What the exercise asks
Collect each line in the rows below that contains the word "green" and copy those lines in full.

A run of rows:
########################################
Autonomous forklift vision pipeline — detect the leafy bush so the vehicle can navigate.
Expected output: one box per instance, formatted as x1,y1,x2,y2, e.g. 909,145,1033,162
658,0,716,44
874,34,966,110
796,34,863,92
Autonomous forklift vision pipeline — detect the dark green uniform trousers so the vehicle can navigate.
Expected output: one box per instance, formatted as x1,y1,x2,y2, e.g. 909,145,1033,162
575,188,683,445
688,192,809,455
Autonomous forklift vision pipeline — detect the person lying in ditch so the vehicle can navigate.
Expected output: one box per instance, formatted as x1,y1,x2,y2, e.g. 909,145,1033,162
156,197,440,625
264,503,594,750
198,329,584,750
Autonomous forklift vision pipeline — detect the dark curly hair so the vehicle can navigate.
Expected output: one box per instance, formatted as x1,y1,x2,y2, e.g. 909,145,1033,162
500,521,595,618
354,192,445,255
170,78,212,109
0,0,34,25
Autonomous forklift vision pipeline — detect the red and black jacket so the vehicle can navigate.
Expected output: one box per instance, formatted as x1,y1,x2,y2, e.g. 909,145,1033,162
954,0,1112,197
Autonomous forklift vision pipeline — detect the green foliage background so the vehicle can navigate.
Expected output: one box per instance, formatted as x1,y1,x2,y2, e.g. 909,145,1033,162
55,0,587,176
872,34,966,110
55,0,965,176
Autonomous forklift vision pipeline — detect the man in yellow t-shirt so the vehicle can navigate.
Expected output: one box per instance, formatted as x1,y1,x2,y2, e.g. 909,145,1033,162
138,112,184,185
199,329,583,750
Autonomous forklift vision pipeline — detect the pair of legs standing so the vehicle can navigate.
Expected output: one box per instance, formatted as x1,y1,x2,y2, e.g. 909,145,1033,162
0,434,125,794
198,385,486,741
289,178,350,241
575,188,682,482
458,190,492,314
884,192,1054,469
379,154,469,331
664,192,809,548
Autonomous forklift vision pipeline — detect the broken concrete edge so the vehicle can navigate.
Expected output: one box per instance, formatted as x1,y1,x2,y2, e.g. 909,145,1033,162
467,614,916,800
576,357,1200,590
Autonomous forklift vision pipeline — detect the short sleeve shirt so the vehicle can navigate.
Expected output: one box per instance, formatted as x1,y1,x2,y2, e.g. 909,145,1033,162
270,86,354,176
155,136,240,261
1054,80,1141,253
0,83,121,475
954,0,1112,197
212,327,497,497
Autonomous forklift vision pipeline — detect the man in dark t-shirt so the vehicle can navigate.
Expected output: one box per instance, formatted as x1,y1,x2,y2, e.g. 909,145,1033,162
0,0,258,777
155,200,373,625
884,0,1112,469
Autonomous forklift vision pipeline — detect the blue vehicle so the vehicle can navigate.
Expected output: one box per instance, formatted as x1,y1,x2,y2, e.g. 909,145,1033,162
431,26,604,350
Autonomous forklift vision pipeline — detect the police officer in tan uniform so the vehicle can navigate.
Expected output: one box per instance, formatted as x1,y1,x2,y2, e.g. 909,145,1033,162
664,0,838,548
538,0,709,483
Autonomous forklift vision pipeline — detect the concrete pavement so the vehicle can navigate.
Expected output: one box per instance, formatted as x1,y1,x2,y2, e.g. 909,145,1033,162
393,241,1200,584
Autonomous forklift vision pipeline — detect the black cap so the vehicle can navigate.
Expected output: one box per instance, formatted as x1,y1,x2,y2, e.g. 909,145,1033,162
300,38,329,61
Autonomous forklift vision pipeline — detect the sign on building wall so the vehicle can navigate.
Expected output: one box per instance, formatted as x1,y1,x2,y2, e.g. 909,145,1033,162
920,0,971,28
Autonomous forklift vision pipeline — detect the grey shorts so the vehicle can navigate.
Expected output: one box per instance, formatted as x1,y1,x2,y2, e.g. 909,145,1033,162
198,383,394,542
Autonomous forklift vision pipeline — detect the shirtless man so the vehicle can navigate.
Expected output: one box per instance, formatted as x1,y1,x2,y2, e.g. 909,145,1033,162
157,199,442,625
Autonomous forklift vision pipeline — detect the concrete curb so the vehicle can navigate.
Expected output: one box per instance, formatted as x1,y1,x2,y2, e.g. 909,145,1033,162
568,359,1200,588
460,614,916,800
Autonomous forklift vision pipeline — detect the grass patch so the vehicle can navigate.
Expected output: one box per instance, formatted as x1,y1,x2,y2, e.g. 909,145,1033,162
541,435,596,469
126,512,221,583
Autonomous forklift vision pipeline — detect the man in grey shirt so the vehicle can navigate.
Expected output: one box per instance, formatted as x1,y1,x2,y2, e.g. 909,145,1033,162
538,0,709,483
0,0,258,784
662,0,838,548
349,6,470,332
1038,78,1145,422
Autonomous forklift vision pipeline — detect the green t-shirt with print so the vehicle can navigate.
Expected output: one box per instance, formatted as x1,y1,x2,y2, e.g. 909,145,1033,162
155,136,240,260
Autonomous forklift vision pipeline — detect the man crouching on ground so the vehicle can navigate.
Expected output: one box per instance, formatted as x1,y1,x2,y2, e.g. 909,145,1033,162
########################################
Written answer
Autonomous forklift vision pipeline — detect the dark green uniform trousers so the vehicle can navigate.
Autonomous forklift vision pipeline — detect the green foliage background so the vehicle can navigate.
Autonomous forklift vision pipeline — detect the green t-shirt with print so the vehicle can navigate.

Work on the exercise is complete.